Source extract:
⟨

The Start Of The Veto Is Not The End

(NOTE: Based on time elapsed since the posting of this entry, the BS-o-meter calculates this is 7.236% likely to be something that Ferrett now regrets.)

“The Veto” is one of those auto-debate topics in polyamory, like abortion or religion or Billy Mitchell, where merely mentioning it to the polyamorous causes a hive-like breakout of debate. Those who have veto power in their relationships feel that it’s the only sane method and view everyone without a veto as some sort of Darwinian poaching ground where slavering fuck-chickens knock you down and mount your partner, whereas those without a veto see the vetoers as Relationship Stalin, executing potential lovers with a single word.
Full disclosure: I am a Stalinist. My wife has a veto, as do I. I personally don’t recommend the veto system for every poly relationship, as like most parliamentary procedures the veto becomes a disaster without the proper frameworks to support it.
Yet I wanted to talk about what the veto is not: an end to conversation.
For me and Gini, the veto power is of such a devastating potency, like nuclear weapons, we’re loath to use it. The only reason we’ve given each other such power is that we know neither of us would ever use it without having tried every other recourse: talking, begging, negotiating, smoke signals, operant conditioning, feng shui, late-night infomercials touting the merits of dating someone else.

⟩

Extracted information:

⟨

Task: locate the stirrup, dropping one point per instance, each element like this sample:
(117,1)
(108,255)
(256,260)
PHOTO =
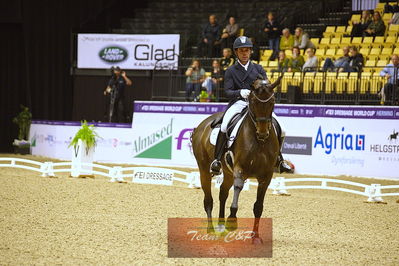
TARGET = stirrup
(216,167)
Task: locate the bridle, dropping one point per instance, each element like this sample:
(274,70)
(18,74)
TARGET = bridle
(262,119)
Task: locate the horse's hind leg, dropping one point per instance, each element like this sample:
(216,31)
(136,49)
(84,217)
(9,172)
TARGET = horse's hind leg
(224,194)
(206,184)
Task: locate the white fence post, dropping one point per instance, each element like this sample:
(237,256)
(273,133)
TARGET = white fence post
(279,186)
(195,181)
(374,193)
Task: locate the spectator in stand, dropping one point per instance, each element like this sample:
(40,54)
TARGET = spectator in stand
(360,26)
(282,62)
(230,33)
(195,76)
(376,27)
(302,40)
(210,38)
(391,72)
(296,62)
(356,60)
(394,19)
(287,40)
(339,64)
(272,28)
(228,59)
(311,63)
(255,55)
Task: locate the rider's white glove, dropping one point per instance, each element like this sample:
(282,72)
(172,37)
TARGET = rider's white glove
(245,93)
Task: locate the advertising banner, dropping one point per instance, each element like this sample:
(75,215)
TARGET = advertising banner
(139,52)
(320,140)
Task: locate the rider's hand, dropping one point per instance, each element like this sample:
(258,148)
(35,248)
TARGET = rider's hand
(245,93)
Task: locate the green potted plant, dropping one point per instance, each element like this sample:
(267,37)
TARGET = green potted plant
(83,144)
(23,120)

⟩
⟨

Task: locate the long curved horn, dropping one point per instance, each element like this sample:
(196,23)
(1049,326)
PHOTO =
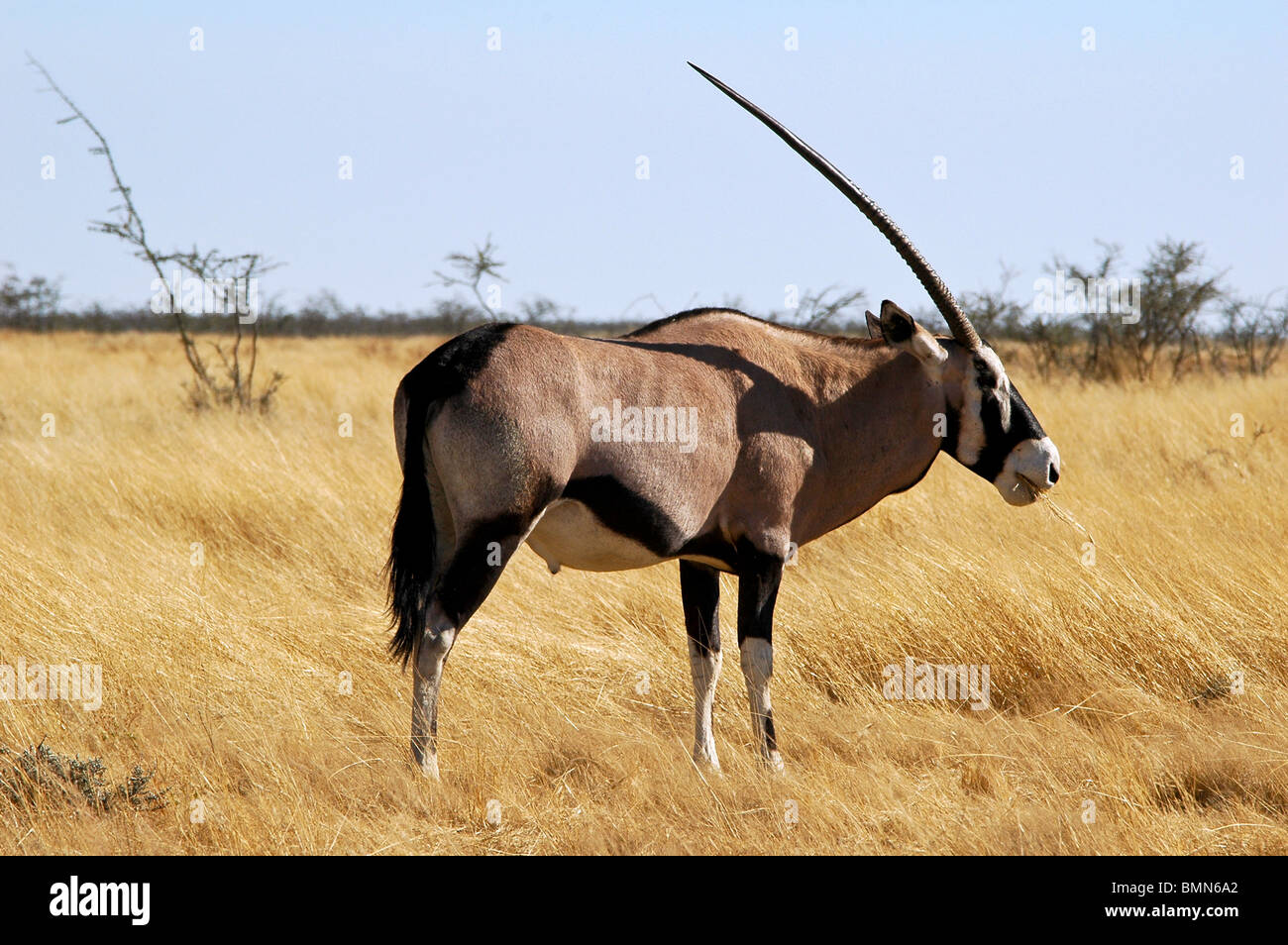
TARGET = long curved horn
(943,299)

⟩

Work task:
Please reproduce, word for word, the part of the post about the veto that opens with the words "The Start Of" and closes with "a single word.".

Completed exercise:
The Start Of The Veto Is Not The End

(NOTE: Based on time elapsed since the posting of this entry, the BS-o-meter calculates this is 7.236% likely to be something that Ferrett now regrets.)

“The Veto” is one of those auto-debate topics in polyamory, like abortion or religion or Billy Mitchell, where merely mentioning it to the polyamorous causes a hive-like breakout of debate. Those who have veto power in their relationships feel that it’s the only sane method and view everyone without a veto as some sort of Darwinian poaching ground where slavering fuck-chickens knock you down and mount your partner, whereas those without a veto see the vetoers as Relationship Stalin, executing potential lovers with a single word.